> _MATERIAL SHOWN_:
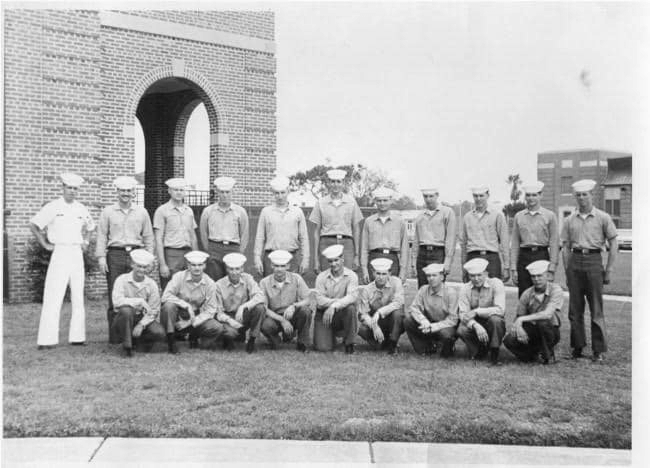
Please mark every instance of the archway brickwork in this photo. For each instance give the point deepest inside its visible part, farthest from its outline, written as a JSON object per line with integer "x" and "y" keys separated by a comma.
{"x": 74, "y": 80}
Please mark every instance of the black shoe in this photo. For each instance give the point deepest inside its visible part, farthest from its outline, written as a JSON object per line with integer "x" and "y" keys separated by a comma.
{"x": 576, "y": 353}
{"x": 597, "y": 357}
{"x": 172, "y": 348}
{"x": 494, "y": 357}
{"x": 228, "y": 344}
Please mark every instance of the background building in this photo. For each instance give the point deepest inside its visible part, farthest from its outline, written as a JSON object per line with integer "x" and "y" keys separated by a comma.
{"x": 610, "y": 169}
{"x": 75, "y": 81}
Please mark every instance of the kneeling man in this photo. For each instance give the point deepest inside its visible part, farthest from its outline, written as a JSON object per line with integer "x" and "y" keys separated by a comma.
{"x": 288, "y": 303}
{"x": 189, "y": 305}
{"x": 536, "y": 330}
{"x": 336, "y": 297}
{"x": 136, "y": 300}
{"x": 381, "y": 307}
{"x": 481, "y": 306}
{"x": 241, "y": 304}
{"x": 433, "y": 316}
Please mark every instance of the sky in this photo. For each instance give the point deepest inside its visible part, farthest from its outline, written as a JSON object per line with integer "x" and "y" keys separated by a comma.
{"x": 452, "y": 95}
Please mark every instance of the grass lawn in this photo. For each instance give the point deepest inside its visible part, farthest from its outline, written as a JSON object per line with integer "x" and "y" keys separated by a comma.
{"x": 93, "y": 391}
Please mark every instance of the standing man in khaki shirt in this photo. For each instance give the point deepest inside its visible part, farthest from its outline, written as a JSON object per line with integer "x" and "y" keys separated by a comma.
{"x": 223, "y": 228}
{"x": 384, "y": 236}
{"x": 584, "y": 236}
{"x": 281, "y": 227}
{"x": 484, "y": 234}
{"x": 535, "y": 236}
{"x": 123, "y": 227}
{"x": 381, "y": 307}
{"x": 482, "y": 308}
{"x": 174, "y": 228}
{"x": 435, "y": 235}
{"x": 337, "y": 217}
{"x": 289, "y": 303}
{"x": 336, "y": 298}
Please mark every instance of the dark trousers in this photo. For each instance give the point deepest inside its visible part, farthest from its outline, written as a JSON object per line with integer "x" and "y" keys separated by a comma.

> _TASK TO COMPLETE_:
Leave the pictures behind and transcribe every record above exactly.

> _REPLY_:
Please mark every instance of the archway brickwork in this photo. For each instance give the point deepest inside its visible part, farthest from its outline, written as a JSON object per line with integer "x" and "y" keys separated by a comma.
{"x": 74, "y": 80}
Please mark every instance of the black shoe in this photo. For each instance give the point deepest inside its visible part, farthest from its outline, written as a JSON object per line with integer "x" and "y" keys separated by a comma.
{"x": 576, "y": 353}
{"x": 597, "y": 357}
{"x": 172, "y": 348}
{"x": 494, "y": 357}
{"x": 228, "y": 344}
Please mark every instance of the background building in this photo. For each instance give the point deepest inside its visible part, farthest from its outline, written as a JSON object per line with integer "x" and "y" keys separated by a comma.
{"x": 610, "y": 169}
{"x": 75, "y": 81}
Please mark every instance of the kneeling man in this photo. For each instance give the point deepest inside its visible part, farthest from its outline, written as a JSON object per line with integer "x" and "y" keys separated by a comma.
{"x": 288, "y": 303}
{"x": 189, "y": 305}
{"x": 536, "y": 330}
{"x": 336, "y": 297}
{"x": 136, "y": 300}
{"x": 381, "y": 307}
{"x": 481, "y": 306}
{"x": 241, "y": 304}
{"x": 433, "y": 316}
Please mark every instance of the sky in this photo. For each instance give the point deepest inside its visible part, farthest from its outline, written as a JSON object per line with integer "x" and "y" keys separated by a comma.
{"x": 452, "y": 95}
Please mark every instance of the grass lawn in this photo. For each instance give the point deepest inside its visible part, farthest from its outline, written as a JSON object per line with integer "x" and "y" keys separated by a comma.
{"x": 93, "y": 391}
Please mark every instance of the standing man in khaki shirt in this photo. For each instance give the point deepest inside its visible part, farthest from its outline, written as a JSON object per line with integer "x" and "y" keys separated by a comma.
{"x": 223, "y": 228}
{"x": 384, "y": 236}
{"x": 584, "y": 236}
{"x": 281, "y": 227}
{"x": 484, "y": 234}
{"x": 535, "y": 236}
{"x": 123, "y": 227}
{"x": 381, "y": 307}
{"x": 482, "y": 308}
{"x": 174, "y": 228}
{"x": 435, "y": 235}
{"x": 337, "y": 217}
{"x": 289, "y": 303}
{"x": 336, "y": 298}
Please mark every instance of the dark trousers in this photo. For each instance give the point deepest inside its visible part, farthest from its outline, written as a JSON object per line with integer "x" and "y" keys separated by a comma.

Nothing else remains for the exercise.